#### TASK PROMPT
The records below must be transcribed exactly.

#### RECORDED DATA
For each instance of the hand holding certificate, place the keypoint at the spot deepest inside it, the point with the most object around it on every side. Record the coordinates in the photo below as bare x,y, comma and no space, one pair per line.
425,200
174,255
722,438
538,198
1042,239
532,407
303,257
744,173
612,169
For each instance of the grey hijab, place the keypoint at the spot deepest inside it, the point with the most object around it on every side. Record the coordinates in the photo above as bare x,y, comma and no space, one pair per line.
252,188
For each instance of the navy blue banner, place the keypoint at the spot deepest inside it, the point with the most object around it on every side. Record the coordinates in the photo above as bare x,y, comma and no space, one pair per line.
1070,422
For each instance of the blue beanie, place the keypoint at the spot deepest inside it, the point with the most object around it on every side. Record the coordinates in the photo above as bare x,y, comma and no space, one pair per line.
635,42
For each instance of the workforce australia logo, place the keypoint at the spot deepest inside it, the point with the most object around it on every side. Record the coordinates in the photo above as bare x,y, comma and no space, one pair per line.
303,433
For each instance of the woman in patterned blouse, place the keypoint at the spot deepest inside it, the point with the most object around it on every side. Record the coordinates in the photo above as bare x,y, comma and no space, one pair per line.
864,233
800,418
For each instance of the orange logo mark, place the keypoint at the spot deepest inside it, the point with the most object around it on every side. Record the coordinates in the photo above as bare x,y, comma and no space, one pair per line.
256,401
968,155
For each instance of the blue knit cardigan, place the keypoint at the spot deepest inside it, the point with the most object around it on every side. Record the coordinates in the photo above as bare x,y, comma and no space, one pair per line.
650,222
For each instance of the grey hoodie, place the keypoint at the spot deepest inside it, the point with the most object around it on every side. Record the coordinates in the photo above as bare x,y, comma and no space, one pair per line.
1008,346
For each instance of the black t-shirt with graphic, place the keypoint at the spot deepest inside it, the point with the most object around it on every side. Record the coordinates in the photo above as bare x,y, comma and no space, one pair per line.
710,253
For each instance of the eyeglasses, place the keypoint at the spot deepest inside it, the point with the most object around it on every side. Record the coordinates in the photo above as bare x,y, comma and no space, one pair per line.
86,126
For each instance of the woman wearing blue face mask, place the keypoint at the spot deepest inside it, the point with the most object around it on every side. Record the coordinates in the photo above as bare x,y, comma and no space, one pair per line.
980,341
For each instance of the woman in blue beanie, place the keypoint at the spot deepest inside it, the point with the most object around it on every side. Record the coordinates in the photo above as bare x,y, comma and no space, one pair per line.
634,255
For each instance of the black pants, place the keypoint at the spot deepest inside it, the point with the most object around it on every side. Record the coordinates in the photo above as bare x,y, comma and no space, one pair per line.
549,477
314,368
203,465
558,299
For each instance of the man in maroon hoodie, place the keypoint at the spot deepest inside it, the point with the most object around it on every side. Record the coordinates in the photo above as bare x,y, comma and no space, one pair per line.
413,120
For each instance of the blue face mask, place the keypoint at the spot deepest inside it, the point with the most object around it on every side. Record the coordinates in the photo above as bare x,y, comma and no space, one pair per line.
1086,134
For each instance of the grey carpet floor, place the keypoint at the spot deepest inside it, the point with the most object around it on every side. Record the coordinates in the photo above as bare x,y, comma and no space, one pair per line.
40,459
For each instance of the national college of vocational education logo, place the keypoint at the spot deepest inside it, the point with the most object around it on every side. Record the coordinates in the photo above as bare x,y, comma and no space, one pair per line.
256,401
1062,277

#### OUTPUT OF THE EXERCISE
For each instance of the hand holding certificate, place the keypoint at the spot deepest inside it, the point with the most object around it on every side. Record the coordinates in the photo below as bare x,y, comma and no space, one pair per line.
425,200
174,255
722,438
538,198
1042,239
532,407
303,257
744,173
612,169
For each instance of the grey hijab, place the keypoint at the spot deepest inside it, the point with the most object around it on every side. Record the coordinates in the photo above as bare x,y, comma and no space, one pair per line.
252,188
For each instance of the navy blue banner, place the keypoint at the spot deepest inside it, the point with the most object around it on every side. Record the coordinates in the photo above as bare x,y, comma and no space, one pair per line.
1070,422
For each instance of the blue beanie, place the keypoint at the spot deepest inside it, the point with the most object around it on every side. Record the coordinates in the photo above as bare x,y, comma and no space, one pair per line.
635,42
For each instance of the workforce australia logo, place the keypoint at the spot deepest inside it, the point with the most object around it on every side. Record the coordinates in the photo above as bare x,y, comma and no space, one pair per line.
303,433
For each instance of the woman in patterned blouse, place the keypoint at the spot deepest inside it, the point with the most object around it on every side. Record the coordinates in the photo above as bare x,y, comma and no space, one pair per line.
864,233
800,418
For each instance of the orange logo mark, place the keypoint at the spot deepest inside it, the point with the most object around it on every side. Record the coordinates in the photo above as bare x,y, comma and no space, one pair per line.
256,401
968,155
For each instance of the blue knit cardigan, place the keypoint at the spot deepest inside it, the point with the most object around it on every side. Record the coordinates in the photo above as bare x,y, comma and no space, one pair per line.
650,222
For each instance of the grey hoodie, place the keypoint at the spot deepest inside it, the point with the most object around it on every side. Record the coordinates in the photo above as bare x,y, comma and no space, one pair per line.
1008,346
For each instance of the black t-shirt with graphic, place the keypoint at the spot deepest inside it, the point with the most object around it on every side. Record the coordinates in the photo above as bare x,y, comma and no space, one pair per line.
710,253
For each instance of the eyeglasses, place the keypoint at the spot deepest inside it, the point with the most object around it on every side. Record the coordinates in the photo above as bare x,y, comma and no space, one pair per line.
86,126
For each instance of the woman wearing blue face mask, place the keypoint at the spot deepest inside it, the point with the most object around it on every side. Record the coordinates in the photo above as bare x,y, comma and no space, one pair per line.
980,341
For each instance of the woman in blue beanie, place the keypoint at the spot deepest inside it, the point with the most object around it on every side. Record the coordinates in the photo above as bare x,y, comma and no space, one pair per line.
634,255
For each instance of the black pants, place the keypoint at the spot deepest inside it, the point with the most object around it on every side. Record the coordinates in the photo above as bare x,y, comma and no space, one pair per line.
549,477
314,368
203,465
558,299
For each instance of the man in maroon hoodie, place the keypoint at the spot deepest inside it, the point with the most object around it on every side. Record the coordinates in the photo above as bare x,y, comma and no space, one pair per line.
413,120
For each instance of the blue face mask, place the keypoint at the spot deepest inside it, the point with the most object around it on every side. Record the coordinates in the photo above as bare x,y, comma and no space, one pair per line.
1086,134
For each instance of the grey carpet floor, place the keypoint at the spot deepest inside it, the point with the most object around it on every side. Record the coordinates in the photo above as bare x,y, comma and no space, one pair per line.
40,459
For each instance of the national college of vocational education logo, place the keypoint at the spot deepest inside it, the point with the most object around it on every side. Record the coordinates in the photo above as bare x,y, comma and no space, one pair per line.
256,401
1062,277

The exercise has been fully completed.